DOCUMENT SOURCE:
◇ ◇ ◇ ◇

Le principal inconvénient à mes nuits blanches, c’est mon incapacité à passer la nuit sans grignoter. Cela devient catastrophique lorsque l’on me prescrit un bilan sanguin ; l’exécution de l’ordonnance peut prendre des mois car il faut savoir trouver le jour de semaine où j’arrive à rester au lit suffisamment tard afin qu’il n’y ait pas trop à attendre l’ouverture du laboratoire. Rester à jeun jusqu’à sept heures lorsque je suis debout depuis minuit est au-dessus de mes forces. Mon médecin a fini par se faire à la situation, d’autant qu’il est incapable d’y remédier.

Hier soir, après avoir regardé un DVD sur le téléviseur de la chambre, confortablement allongés sur le lit, nous avons éteint la lumière pour dormir aux alentours de vingt heures trente.

◇ ◇ ◇ ◇

[Entrées de données conservées]
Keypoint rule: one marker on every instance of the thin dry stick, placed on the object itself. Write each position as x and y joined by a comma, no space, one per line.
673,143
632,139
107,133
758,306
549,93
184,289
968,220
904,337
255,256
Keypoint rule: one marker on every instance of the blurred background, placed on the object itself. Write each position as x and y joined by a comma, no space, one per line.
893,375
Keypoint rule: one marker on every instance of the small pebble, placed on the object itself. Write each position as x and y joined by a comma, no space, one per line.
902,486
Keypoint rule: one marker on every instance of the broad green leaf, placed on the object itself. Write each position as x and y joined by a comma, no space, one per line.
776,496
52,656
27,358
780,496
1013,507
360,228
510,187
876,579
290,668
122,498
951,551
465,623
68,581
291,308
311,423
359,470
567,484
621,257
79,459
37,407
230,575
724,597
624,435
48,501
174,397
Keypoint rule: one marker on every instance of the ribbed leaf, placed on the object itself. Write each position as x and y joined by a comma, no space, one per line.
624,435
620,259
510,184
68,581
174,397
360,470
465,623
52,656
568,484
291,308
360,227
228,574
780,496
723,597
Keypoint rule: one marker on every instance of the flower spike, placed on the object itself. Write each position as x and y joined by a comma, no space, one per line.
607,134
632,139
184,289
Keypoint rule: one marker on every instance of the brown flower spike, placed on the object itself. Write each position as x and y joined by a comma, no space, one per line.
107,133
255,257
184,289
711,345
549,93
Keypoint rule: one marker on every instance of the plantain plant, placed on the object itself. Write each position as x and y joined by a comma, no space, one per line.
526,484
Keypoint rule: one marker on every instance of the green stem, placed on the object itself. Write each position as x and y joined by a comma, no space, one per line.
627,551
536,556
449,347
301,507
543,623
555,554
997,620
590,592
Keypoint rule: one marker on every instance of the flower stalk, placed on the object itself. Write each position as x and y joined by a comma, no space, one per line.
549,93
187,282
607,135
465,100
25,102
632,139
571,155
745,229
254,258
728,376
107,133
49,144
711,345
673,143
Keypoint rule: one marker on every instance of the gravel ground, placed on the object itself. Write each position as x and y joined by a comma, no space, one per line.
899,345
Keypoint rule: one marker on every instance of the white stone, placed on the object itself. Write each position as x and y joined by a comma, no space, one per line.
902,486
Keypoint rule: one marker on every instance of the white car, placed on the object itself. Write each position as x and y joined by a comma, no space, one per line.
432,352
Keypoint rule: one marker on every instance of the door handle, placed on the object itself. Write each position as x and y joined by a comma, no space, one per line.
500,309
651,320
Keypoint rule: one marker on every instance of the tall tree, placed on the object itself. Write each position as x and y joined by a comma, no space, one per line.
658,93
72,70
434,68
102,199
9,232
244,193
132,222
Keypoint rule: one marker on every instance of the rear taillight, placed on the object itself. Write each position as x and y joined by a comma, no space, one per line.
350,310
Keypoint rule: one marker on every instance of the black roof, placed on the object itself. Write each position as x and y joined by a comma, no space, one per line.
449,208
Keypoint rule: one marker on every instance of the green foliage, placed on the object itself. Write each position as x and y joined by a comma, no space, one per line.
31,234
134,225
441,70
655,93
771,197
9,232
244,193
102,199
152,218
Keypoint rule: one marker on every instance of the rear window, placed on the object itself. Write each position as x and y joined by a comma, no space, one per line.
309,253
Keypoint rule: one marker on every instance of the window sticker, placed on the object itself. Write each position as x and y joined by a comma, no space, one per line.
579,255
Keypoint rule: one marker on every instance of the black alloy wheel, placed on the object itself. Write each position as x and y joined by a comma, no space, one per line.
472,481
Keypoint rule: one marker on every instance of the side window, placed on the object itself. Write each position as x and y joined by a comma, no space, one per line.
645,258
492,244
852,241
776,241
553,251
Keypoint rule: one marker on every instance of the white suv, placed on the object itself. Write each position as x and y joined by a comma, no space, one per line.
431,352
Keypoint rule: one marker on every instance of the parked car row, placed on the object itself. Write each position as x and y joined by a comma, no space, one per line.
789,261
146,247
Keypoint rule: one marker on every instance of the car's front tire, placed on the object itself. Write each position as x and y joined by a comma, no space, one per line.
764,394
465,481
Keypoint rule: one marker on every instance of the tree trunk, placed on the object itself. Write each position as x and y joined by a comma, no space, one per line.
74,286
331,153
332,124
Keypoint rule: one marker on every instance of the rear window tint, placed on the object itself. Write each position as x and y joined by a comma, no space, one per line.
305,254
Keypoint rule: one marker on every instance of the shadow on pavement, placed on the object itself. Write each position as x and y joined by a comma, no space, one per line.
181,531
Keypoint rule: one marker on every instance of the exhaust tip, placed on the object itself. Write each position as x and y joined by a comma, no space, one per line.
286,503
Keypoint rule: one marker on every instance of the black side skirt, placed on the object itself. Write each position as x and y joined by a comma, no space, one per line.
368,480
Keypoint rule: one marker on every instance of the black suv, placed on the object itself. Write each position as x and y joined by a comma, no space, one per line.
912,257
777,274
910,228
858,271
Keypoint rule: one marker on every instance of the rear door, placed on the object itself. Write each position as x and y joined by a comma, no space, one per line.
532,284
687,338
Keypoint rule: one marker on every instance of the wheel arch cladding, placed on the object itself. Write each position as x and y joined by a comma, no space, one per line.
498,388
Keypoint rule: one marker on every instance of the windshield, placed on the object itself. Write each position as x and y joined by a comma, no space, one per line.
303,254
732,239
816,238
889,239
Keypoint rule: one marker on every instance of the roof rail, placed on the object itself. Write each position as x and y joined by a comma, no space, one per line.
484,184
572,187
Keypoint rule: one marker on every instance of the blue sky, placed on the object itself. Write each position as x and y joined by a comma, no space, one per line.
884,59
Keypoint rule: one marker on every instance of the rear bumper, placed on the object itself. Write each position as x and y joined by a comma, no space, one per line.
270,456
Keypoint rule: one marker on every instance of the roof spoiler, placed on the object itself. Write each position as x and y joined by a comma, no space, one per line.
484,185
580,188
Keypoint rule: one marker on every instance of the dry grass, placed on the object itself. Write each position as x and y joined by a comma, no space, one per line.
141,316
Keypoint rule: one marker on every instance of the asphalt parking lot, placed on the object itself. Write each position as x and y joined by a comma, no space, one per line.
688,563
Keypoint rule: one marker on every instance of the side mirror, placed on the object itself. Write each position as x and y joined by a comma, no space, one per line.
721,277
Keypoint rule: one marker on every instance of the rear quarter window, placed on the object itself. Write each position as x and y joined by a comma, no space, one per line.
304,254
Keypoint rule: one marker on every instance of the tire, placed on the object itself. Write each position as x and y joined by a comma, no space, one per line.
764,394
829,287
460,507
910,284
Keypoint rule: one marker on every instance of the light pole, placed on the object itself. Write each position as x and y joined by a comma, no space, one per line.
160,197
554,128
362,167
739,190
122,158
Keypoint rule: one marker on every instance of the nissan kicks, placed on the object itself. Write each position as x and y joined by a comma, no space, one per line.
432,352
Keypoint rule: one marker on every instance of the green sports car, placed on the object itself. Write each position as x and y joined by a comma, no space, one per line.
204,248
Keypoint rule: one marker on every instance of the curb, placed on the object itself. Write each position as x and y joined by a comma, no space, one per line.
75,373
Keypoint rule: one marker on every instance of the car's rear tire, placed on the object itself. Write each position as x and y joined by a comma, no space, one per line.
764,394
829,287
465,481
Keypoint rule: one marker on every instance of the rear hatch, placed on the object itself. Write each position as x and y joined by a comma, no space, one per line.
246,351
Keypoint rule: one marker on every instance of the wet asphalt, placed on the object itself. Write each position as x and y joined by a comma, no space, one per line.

◇ ◇ ◇ ◇

CONSIGNES:
**A.** Relevez toutes les heures de la journée citées dans le texte sur les nuits blanches.
**B.** Reproduisez fidèlement le texte sur les nuits blanches, de « Hier soir, après » jusqu'à « vingt heures trente. ».
Les lignes ne sont d'aucune utilité ici.

RÉPONSES DANS L'ORDRE:
**A.** sept heures, minuit, vingt heures trente

**B.**
Hier soir, après avoir regardé un DVD sur le téléviseur de la chambre, confortablement allongés sur le lit, nous avons éteint la lumière pour dormir aux alentours de vingt heures trente.